TASK DESCRIPTION: Quote exactly, and only, the lines of the material below from the line with "Target: orange mushroom skin" through the line with "Objective — for every instance of the orange mushroom cap, place".

DATASET EXTRACT:
┌────────

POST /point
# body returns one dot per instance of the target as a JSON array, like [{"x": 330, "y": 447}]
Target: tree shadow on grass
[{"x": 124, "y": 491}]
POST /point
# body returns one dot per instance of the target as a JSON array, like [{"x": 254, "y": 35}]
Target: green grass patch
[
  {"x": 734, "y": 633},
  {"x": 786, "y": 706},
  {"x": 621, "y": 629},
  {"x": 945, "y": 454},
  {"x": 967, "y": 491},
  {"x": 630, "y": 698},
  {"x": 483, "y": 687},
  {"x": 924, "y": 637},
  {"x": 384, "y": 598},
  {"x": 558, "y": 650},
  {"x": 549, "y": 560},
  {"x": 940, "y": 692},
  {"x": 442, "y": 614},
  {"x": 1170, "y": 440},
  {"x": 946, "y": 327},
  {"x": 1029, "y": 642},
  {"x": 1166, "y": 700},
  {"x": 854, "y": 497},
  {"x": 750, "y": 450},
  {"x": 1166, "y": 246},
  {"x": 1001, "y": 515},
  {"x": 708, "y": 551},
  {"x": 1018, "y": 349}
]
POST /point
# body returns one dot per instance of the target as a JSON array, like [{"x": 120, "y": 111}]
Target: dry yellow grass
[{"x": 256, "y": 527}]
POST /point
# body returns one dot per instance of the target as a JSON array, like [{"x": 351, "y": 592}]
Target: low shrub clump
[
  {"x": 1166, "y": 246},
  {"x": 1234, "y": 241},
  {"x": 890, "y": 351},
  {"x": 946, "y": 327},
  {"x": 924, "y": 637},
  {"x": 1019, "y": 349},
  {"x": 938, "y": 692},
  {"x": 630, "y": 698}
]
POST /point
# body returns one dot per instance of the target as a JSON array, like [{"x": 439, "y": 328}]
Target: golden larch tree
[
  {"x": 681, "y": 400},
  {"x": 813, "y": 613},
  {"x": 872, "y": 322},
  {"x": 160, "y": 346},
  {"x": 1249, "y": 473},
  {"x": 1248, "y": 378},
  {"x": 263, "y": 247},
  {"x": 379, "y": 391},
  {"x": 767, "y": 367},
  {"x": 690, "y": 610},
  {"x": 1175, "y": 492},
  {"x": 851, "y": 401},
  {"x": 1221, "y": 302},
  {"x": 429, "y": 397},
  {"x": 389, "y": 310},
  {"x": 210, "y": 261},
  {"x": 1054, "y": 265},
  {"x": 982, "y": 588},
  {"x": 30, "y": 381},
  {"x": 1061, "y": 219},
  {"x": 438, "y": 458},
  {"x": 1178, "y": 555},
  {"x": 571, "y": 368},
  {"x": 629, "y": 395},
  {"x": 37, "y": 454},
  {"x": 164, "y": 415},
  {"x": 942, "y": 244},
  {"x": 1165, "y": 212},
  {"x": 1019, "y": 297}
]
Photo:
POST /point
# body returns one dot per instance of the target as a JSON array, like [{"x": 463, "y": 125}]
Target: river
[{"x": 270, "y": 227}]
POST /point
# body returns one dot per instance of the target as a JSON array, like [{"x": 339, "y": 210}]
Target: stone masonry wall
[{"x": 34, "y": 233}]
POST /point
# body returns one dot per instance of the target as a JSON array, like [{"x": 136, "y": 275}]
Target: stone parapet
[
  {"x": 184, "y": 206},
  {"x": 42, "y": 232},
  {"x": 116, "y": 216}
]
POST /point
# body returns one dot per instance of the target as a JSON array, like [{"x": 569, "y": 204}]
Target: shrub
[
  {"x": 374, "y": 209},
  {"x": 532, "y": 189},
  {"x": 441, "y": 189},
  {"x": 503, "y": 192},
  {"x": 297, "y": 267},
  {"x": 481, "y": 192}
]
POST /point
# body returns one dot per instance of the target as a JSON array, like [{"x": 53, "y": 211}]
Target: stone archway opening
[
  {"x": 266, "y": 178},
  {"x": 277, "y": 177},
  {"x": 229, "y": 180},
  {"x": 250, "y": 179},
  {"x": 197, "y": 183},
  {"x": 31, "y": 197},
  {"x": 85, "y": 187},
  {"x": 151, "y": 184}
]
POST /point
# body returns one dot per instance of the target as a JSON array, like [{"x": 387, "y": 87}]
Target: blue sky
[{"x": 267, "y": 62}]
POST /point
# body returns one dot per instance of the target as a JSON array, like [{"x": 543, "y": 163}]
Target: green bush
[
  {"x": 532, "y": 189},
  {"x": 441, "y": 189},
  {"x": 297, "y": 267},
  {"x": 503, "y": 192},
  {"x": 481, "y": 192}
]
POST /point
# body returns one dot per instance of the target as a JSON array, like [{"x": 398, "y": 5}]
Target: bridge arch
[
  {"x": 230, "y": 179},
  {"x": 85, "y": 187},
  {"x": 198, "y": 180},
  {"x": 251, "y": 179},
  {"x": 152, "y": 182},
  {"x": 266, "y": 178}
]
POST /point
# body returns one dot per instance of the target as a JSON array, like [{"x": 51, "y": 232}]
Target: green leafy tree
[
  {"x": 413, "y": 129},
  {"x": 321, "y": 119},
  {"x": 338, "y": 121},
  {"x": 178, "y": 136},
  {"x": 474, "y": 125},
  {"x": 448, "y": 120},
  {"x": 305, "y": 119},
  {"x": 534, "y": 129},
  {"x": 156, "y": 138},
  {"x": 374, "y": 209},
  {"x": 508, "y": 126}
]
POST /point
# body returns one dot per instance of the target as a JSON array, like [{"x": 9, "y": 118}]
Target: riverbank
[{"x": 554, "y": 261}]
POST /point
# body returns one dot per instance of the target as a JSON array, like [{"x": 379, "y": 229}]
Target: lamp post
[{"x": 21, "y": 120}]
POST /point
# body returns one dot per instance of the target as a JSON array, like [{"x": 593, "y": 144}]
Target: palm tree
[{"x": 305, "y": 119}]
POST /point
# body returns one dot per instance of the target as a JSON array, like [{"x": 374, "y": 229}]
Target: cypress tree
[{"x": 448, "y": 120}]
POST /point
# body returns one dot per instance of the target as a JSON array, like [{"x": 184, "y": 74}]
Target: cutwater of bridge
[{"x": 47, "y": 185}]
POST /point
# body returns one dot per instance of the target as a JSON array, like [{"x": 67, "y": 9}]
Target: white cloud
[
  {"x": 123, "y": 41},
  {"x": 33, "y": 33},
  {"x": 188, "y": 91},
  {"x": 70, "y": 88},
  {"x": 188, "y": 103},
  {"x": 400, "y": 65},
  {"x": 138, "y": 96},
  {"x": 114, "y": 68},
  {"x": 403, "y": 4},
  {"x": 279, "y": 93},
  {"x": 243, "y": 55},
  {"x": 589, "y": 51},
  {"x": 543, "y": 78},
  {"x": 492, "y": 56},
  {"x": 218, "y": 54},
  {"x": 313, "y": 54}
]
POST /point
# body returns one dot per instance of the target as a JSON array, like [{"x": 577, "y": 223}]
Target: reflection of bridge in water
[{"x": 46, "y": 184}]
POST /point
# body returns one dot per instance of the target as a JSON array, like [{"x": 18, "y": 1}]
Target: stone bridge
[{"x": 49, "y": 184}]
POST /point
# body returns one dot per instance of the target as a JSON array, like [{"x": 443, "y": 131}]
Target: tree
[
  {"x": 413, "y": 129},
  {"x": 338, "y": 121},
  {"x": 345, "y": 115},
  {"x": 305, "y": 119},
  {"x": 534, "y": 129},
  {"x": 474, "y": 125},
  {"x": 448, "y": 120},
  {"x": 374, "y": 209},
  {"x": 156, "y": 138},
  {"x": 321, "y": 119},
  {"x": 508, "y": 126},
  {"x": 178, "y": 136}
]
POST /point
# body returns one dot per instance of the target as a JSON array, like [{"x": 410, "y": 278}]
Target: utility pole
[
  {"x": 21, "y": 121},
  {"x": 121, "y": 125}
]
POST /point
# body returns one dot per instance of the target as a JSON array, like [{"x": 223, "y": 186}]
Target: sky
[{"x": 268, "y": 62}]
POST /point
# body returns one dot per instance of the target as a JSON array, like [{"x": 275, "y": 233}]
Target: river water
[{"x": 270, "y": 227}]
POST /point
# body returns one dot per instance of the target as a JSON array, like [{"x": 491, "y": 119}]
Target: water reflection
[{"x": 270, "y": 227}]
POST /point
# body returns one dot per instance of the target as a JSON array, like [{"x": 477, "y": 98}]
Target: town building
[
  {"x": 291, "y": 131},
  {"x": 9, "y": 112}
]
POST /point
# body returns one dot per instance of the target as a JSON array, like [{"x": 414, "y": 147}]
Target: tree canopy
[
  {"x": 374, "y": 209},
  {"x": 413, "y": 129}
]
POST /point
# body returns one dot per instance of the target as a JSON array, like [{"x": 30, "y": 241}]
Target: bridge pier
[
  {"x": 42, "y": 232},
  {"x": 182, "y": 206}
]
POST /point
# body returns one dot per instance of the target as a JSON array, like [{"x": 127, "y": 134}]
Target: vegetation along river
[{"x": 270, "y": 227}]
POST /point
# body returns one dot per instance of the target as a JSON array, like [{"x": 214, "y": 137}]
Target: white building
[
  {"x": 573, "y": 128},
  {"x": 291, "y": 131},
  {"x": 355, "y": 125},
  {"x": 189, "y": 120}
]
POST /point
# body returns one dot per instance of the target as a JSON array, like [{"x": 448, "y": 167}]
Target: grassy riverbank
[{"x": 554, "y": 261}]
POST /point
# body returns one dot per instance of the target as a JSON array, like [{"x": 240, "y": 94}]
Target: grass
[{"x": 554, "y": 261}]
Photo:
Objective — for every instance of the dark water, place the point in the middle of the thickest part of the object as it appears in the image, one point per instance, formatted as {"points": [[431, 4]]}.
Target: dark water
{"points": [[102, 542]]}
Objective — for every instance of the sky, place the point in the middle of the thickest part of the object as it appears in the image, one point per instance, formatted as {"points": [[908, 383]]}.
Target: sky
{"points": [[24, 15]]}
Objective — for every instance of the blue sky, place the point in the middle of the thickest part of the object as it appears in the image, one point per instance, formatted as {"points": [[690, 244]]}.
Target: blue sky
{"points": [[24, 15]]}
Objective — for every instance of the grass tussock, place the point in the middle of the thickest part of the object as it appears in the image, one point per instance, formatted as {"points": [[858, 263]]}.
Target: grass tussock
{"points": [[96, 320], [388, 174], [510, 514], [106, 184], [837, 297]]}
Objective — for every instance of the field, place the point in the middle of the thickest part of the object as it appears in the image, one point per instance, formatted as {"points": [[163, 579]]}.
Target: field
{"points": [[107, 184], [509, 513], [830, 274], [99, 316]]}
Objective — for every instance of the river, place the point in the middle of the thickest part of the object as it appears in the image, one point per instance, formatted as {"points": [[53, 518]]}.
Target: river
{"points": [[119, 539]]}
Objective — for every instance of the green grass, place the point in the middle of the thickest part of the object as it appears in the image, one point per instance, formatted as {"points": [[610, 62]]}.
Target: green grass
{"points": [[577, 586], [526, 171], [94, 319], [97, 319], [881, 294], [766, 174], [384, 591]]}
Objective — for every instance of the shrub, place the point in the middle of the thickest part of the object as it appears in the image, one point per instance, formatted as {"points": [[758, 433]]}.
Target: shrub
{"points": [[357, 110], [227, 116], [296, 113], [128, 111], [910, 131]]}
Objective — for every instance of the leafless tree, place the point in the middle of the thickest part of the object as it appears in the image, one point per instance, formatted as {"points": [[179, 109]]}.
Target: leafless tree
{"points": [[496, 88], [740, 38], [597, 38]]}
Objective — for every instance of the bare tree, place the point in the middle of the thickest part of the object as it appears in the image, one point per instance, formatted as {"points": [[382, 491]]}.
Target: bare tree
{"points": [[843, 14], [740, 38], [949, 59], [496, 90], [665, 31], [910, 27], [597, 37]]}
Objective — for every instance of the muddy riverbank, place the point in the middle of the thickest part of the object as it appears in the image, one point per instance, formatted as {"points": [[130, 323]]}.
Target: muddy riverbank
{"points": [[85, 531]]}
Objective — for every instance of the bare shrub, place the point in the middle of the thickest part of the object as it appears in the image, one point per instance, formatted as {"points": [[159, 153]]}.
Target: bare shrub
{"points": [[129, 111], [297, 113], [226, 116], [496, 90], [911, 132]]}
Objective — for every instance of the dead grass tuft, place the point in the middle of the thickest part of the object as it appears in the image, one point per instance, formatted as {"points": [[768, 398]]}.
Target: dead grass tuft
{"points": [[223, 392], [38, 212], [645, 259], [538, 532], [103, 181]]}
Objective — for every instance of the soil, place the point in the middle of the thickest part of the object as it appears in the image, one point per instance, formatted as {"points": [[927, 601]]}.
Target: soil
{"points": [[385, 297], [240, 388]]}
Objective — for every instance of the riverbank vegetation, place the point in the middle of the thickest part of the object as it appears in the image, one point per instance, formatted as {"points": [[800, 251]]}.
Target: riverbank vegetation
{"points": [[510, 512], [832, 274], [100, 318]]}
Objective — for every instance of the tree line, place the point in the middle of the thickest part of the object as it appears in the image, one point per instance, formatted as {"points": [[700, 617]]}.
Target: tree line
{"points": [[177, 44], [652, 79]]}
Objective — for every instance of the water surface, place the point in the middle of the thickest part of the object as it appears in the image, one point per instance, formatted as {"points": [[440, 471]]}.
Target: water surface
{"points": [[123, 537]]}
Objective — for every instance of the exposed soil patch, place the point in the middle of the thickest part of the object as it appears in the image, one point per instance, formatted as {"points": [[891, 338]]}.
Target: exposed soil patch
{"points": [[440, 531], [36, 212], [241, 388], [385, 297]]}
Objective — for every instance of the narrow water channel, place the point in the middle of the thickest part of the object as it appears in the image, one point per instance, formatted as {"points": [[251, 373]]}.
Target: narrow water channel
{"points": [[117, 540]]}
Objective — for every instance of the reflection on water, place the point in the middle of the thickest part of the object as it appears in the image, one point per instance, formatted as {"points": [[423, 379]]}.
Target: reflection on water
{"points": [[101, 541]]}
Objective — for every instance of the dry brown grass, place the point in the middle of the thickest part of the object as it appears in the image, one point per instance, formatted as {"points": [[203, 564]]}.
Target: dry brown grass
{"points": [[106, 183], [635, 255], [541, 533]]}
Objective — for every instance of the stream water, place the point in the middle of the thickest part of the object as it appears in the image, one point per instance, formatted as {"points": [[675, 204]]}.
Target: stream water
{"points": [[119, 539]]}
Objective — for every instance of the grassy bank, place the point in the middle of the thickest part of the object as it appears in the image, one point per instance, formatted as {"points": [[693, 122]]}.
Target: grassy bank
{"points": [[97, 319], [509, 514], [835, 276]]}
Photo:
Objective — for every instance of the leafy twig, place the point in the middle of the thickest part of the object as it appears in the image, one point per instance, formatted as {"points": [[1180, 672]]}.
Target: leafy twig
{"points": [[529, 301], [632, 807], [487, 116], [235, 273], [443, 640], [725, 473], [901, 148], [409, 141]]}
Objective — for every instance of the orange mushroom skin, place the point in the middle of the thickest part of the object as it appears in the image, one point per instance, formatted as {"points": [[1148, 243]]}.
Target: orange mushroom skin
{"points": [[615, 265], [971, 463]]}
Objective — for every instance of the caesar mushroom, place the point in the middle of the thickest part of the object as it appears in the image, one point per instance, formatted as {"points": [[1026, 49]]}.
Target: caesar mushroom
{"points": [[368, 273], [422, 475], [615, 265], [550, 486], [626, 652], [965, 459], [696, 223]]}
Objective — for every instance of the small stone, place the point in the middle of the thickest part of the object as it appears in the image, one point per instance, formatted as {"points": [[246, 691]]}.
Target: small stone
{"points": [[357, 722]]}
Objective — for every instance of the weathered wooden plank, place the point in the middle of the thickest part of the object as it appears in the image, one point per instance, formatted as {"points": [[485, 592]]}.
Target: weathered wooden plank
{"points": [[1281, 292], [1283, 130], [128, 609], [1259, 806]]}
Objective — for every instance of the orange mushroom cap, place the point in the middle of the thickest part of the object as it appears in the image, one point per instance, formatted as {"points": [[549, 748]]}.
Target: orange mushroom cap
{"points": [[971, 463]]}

└────────

YOUR SOLUTION:
Target: orange mushroom skin
{"points": [[615, 265], [971, 463]]}
Objective — for every instance of the caesar mushroom, place the point in the middle of the thickest part of the object as it appears in the image, one point per instance, formatted as {"points": [[1026, 49]]}.
Target: caesar mushroom
{"points": [[368, 273], [422, 475], [615, 265], [550, 486], [626, 652], [965, 459], [696, 223]]}
Objective — for every instance of the small stone, place the point in the middle of the thickest part of the object as it appears in the image, one point per instance, formatted as {"points": [[246, 691]]}.
Target: small stone
{"points": [[357, 722]]}
Objective — for every instance of the weathered wooden plank, place the point in the middle of the thickest part of the object as it appears in the image, one point per instance, formatted as {"points": [[485, 592]]}.
Target: weathered wooden plank
{"points": [[1281, 292], [1283, 130], [128, 609], [1259, 806]]}
Objective — for every instance of the orange mushroom cap, place the point in the middle of the thickest part of the object as it appears in the image, one point per instance, formatted as {"points": [[549, 748]]}.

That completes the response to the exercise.